## EXCERPT

Von Stuck’s 3ft 1in x 2ft 9½in (93 x 85cm) oil on panel, titled Lauschende Faune (Listening Fauns), was painted in c.1899.

Black and white existence

It was known only from black and white photographs reproduced in the Journal Die Kunst in 1904 and in 1909 in The International Studio – An Illustrated Magazine of Fine and Applied Art as part of a lengthy article titled The Collection of Hugo Reisinger: German and American Pictures’.

In 1909, when the artist was at the height of his career, the painting was also exhibited in the Metropolitan Museum in New York.

Remains of a label to the back of the painting from that exhibition identify it as being the property of Reisinger, a banker, businessman and prominent art collector who was a member of The Met’s board of directors and married to the daughter of St Louis, Missouri, brewery baron Adolphus Busch.

Research by the Art Loss Registry tracing the painting’s early years of ownership has revealed that Reisinger acquired Lauschende Faune in 1899 from the Galerie Heinemann, Von Stuck’s main representative.

Later that year it was exhibited at the Chicago Institute of Art and the Copley Society in Boston and its final recorded museum appearance was at the Dallas Art Association’s First Annual Exhibition: Contemporary International Art.

By this time the painting had changed hands, the owner in the catalogue being shown as Edward A Faust, a St Louis restauranteur who was connected to Busch by marriage.

In 1921, Lauschende Faune was found together with a large British equestrian work in the Kansas City home of the late Colonel and Mrs S D Slaughter.

Their grandsons, who jointly own the painting, have confirmed its existence in their grandparents’ home beginning in the 1960s.

Offered uncleaned

The painting comes in the original gilt frame custom-made by Hans Irlbacher of Munich and will be offered in uncleaned condition at Soulis Auctions with an estimate of $75,000-125,000.

## DATA ROWS
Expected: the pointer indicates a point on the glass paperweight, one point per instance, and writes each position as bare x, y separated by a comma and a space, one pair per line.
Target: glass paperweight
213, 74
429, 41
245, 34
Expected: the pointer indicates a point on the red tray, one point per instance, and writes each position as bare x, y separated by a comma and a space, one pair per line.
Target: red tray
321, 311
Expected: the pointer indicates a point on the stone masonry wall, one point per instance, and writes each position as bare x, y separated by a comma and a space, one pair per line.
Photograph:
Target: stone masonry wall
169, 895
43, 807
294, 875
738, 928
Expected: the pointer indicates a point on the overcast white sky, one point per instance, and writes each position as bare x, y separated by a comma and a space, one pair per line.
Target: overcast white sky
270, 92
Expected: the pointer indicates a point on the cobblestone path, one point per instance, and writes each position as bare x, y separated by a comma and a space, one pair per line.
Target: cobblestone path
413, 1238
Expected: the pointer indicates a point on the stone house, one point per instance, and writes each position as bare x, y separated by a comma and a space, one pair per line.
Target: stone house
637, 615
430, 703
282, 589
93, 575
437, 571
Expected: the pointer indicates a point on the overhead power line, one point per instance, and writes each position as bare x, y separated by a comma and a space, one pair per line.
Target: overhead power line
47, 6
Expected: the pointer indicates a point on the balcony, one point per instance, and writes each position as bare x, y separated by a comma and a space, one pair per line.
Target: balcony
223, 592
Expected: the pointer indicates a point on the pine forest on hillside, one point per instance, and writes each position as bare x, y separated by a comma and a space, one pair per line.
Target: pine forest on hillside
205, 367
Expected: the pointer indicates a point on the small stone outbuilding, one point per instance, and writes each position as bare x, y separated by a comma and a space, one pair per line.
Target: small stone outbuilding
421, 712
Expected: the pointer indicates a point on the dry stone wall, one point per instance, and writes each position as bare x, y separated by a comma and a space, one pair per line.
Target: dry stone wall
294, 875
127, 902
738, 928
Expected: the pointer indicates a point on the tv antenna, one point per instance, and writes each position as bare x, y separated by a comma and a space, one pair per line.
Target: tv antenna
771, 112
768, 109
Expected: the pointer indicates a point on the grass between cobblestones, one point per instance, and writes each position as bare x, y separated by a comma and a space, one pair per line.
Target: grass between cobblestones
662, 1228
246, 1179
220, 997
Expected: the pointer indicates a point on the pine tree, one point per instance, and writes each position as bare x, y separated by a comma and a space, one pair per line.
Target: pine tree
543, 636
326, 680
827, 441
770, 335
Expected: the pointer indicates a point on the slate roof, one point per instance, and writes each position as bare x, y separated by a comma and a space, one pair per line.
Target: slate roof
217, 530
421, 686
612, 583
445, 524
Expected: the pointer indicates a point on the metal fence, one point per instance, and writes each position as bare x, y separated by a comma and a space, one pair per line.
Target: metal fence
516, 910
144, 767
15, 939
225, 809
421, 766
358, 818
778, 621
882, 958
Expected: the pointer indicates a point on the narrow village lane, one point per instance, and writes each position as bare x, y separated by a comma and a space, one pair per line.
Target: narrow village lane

--

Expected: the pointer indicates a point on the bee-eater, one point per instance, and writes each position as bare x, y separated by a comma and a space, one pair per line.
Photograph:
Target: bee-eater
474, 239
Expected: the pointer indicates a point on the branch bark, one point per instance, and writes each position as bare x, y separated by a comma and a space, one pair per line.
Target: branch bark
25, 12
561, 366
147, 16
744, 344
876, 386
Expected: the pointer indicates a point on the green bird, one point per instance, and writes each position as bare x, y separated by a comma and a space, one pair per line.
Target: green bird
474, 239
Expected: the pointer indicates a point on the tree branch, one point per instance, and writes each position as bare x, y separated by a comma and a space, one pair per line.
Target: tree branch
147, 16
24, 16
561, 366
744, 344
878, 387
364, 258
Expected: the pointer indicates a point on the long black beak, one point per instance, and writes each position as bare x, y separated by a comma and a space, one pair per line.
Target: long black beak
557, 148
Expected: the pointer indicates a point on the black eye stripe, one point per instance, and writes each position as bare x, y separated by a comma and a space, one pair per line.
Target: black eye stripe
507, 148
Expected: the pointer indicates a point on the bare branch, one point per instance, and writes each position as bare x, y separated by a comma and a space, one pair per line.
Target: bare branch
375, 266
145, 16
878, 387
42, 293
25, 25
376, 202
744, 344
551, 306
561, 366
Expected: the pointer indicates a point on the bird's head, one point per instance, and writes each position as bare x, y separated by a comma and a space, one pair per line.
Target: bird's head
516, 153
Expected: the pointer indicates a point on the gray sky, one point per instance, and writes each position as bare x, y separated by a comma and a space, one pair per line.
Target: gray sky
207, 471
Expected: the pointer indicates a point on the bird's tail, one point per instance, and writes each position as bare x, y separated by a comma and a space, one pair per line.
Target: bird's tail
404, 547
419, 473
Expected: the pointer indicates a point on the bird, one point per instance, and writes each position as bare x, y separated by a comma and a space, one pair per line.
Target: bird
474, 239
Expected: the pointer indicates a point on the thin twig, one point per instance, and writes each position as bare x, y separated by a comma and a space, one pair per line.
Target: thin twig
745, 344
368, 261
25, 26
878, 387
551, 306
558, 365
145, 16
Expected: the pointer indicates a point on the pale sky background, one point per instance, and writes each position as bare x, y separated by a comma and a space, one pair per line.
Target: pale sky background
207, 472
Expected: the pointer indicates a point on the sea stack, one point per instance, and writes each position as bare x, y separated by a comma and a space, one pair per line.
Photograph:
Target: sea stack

## THE PROBLEM
Answer these questions from the excerpt on Lauschende Faune:
1. From which gallery did Reisinger acquire the painting in 1899?
2. Who made the original gilt frame?
3. What estimate does Soulis Auctions give for the painting?
The rows are separate material and have no connection to the text about the painting.

## THE SOLUTION
1. The Galerie Heinemann, Von Stuck's main representative.
2. Hans Irlbacher of Munich.
3. $75,000-125,000.